▼

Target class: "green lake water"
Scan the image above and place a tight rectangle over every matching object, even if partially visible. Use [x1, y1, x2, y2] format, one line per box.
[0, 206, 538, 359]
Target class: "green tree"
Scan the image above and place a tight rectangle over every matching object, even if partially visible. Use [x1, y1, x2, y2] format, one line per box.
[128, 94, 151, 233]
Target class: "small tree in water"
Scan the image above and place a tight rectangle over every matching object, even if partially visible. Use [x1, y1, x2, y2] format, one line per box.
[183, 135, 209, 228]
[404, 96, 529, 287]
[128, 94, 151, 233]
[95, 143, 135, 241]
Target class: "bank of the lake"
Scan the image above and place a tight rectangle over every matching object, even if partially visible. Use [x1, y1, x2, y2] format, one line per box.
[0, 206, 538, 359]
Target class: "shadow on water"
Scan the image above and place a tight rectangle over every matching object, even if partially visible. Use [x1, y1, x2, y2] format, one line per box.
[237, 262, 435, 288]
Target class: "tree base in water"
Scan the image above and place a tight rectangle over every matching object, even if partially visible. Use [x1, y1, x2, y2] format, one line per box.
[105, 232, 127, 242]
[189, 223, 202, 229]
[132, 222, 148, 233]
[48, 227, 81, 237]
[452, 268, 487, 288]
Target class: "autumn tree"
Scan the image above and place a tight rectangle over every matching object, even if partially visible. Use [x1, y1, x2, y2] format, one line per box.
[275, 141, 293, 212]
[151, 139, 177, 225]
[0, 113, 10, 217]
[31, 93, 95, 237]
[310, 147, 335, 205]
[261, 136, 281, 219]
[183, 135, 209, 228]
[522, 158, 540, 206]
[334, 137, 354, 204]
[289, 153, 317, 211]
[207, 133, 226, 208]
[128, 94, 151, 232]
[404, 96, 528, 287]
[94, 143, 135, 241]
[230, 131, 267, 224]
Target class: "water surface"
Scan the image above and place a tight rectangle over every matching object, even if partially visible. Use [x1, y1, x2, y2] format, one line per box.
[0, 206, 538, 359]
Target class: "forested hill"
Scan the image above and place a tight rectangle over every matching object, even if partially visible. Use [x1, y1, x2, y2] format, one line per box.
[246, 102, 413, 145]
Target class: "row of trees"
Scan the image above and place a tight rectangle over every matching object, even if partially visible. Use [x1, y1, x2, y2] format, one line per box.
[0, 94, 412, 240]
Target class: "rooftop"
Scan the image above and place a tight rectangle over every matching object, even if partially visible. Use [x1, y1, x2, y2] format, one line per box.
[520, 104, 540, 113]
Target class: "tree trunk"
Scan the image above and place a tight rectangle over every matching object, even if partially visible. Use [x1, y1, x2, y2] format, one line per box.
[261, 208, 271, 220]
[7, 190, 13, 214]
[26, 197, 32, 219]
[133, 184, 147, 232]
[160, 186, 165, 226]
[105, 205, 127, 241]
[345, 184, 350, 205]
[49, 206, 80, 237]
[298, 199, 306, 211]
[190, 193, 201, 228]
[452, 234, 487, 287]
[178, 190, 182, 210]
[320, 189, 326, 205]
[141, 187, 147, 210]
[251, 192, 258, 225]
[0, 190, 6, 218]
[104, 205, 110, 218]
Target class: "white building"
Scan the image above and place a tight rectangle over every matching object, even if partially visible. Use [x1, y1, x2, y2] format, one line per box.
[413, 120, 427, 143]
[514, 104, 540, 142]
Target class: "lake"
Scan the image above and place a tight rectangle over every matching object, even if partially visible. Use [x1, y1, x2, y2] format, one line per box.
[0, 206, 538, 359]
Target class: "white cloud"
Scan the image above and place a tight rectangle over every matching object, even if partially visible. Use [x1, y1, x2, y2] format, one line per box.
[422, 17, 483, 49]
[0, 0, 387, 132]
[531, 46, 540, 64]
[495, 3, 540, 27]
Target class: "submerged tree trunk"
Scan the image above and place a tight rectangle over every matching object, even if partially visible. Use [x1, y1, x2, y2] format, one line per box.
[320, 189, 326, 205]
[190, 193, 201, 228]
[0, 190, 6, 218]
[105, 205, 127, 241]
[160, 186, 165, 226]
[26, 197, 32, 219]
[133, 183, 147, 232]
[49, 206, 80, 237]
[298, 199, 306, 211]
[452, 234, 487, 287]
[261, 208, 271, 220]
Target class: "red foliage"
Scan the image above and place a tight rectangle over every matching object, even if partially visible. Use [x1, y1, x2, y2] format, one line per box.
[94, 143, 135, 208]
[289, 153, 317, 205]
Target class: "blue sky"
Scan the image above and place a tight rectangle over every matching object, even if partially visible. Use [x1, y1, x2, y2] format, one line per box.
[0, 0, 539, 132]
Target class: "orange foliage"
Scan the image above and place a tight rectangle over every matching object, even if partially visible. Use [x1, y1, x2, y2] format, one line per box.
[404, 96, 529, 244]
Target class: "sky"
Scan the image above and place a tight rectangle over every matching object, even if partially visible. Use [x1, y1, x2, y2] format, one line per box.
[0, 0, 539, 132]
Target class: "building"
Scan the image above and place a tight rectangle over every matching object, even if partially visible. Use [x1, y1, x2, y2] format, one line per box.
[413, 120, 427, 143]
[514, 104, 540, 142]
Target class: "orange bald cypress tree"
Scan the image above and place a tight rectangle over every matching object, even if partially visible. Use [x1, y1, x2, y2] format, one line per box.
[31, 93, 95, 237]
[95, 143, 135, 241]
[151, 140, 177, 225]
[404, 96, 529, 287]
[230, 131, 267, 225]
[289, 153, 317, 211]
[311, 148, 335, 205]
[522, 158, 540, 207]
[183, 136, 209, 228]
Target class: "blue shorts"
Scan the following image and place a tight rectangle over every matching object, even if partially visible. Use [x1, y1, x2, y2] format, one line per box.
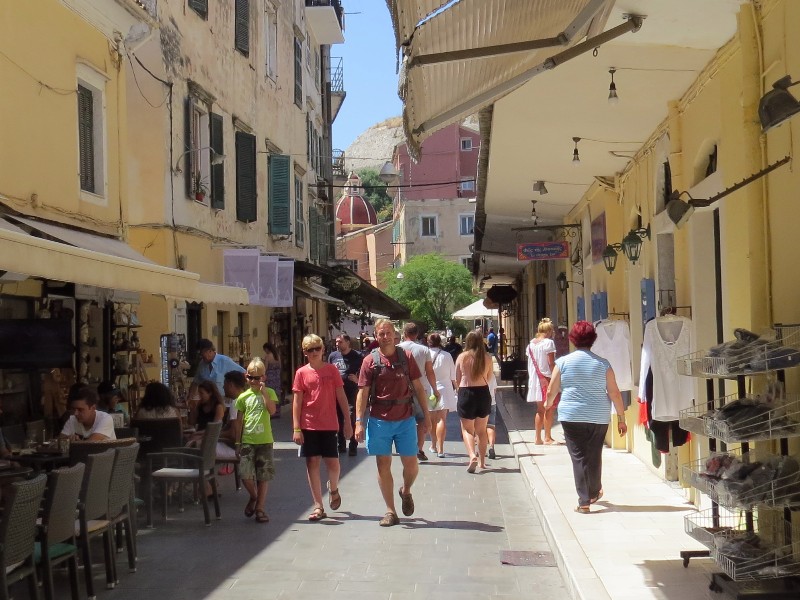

▲

ACTIVITY ▸
Each entry should be transcribed exactly as given, with pictures omitted.

EXERCISE RESULT ▸
Target class: "green lake water"
Scan the image above and place a tight rectangle over every matching object, even if partially visible. Use [x1, y1, x2, y2] format, one line per box.
[0, 206, 538, 359]
Target class: "green tree"
Scan the image above and place a tight rectangle over every matching object, even if partially visible. Use [x1, y1, x2, y2] format, one line per box.
[128, 94, 151, 233]
Target class: "small tree in water"
Scan the image above and place a tight rectangle over every matching object, even if partially visible. Use [x1, y1, x2, y2] format, one line per box.
[183, 135, 209, 228]
[404, 96, 529, 287]
[128, 94, 151, 233]
[95, 143, 135, 241]
Target class: "bank of the lake"
Scan the image above and place a tight rectangle over every matching object, even if partially visible. Use [x1, y1, x2, y2] format, one line per box.
[0, 206, 538, 359]
Target class: "shadow on water"
Scan the image above and place a tight rectangle over every matching object, even if partially visible. Use [x1, y1, x2, y2] format, one line per box.
[237, 262, 435, 288]
Target class: "tree base in water"
Scan the image above and place a tight rectangle over every matching object, even if partially visible. Use [x1, y1, x2, y2] format, one line per box.
[105, 232, 127, 242]
[189, 223, 202, 229]
[132, 222, 148, 233]
[48, 227, 81, 237]
[452, 268, 487, 288]
Target class: "autumn tree"
Scan the image above and place a tight rectangle over every matching object, even if partially visible. Use [x1, y1, x2, y2] format, one line per box.
[275, 141, 293, 212]
[151, 139, 177, 225]
[0, 113, 10, 217]
[31, 93, 95, 237]
[310, 147, 335, 205]
[261, 136, 281, 219]
[183, 135, 209, 228]
[522, 158, 540, 206]
[334, 137, 354, 204]
[289, 153, 317, 211]
[207, 133, 226, 208]
[128, 94, 151, 232]
[404, 96, 528, 287]
[94, 143, 135, 241]
[230, 131, 267, 224]
Target class: "water surface"
Scan the image above and place a tight rectangle over every matching object, even if partially visible. Use [x1, y1, x2, y2] format, one line per box.
[0, 206, 538, 359]
Target class: "forested hill"
Scan the image above and place a tight rectangle over every matching object, even if partially visible. Use [x1, y1, x2, y2] format, one line per box.
[246, 102, 413, 145]
Target class: "row of trees"
Scan the image above and place a tight rectangle over every matching object, even if partially visible. Use [x1, y1, x2, y2] format, one line per box.
[0, 94, 412, 240]
Target class: "rooftop"
Scan the image above and place a tight rectangle over every matching object, even if partially visible. Use [x1, y1, x2, y2] format, one line per box.
[520, 104, 540, 113]
Target class: "tree trunk"
Scan the image above and place a tight rectangle over every matching object, even if partially visible. Use [x1, y1, x2, y2] format, one line per box.
[261, 208, 271, 220]
[7, 190, 13, 214]
[26, 197, 32, 219]
[133, 184, 147, 232]
[160, 186, 165, 226]
[105, 205, 127, 241]
[345, 184, 350, 205]
[49, 206, 80, 237]
[298, 199, 306, 211]
[190, 193, 201, 228]
[452, 234, 487, 287]
[178, 190, 182, 210]
[320, 189, 326, 205]
[141, 187, 147, 210]
[251, 192, 258, 225]
[0, 190, 6, 218]
[104, 205, 110, 218]
Target class: "white building"
Scan the image above and place a tight rectangle over every matching object, even if partially visible. Use [x1, y1, x2, y2] format, one line per box.
[413, 120, 427, 143]
[514, 104, 540, 142]
Target class: "lake"
Scan the image above and place a tight rectangle over every matching object, even if partially visible. Use [x1, y1, x2, y2] format, one line per box.
[0, 206, 538, 359]
Target class: "white cloud"
Scan the image above and place a tight rectangle over every matching object, even if partially visible. Use [x1, y1, x2, y2] format, one line per box.
[422, 17, 483, 49]
[0, 0, 387, 132]
[531, 46, 540, 64]
[495, 3, 540, 27]
Target class: "submerged tree trunk"
Scan the image above and place a tight rectangle over every matching object, even if partially visible. Use [x1, y1, x2, y2] format, one line per box.
[320, 189, 326, 205]
[190, 193, 201, 228]
[0, 190, 6, 218]
[105, 205, 127, 241]
[160, 186, 165, 226]
[26, 197, 32, 219]
[133, 183, 147, 232]
[49, 206, 80, 237]
[298, 199, 306, 211]
[452, 234, 487, 287]
[261, 208, 271, 220]
Target class: "red foliage"
Scan the image above and place a tight rectangle over every matching object, even if partially visible. Use [x1, y1, x2, y2] format, one line per box.
[94, 143, 135, 208]
[289, 153, 317, 205]
Target class: "blue sky"
Scan the image above and place a tight rectangle over every matching object, even if partially visible. Use [x1, y1, x2, y2] format, one line per box.
[0, 0, 539, 132]
Target class: "orange foliage"
Scan the image above and place a tight rectangle over every matching object, even if partially visible. Use [x1, y1, x2, y2] format, one line per box.
[404, 96, 529, 244]
Target class: "sky"
Scan the image above and place a tight rectangle over every matching object, even if partially visible. Use [x1, y1, x2, y2] format, one line per box.
[0, 0, 539, 132]
Target class: "building"
Scan the image above and place a tight rectangle over every matching object, even if partially visible. Use [x1, y1, x2, y2] format, one line per box.
[413, 120, 427, 143]
[514, 104, 540, 142]
Target class: "orange bald cypress tree"
Scan the image above and place a tight rectangle over every matching object, even if partially visible. Use [x1, y1, x2, y2] format, one line per box.
[31, 93, 95, 237]
[95, 143, 135, 241]
[151, 140, 177, 225]
[404, 96, 529, 287]
[230, 131, 267, 225]
[289, 153, 317, 211]
[311, 148, 335, 205]
[522, 158, 540, 207]
[183, 136, 209, 228]
Target class: "blue shorts"
Scan the following image and place a tight rectangle over every matching object, even if partially visible. Use [x1, y1, x2, y2] format, one line per box.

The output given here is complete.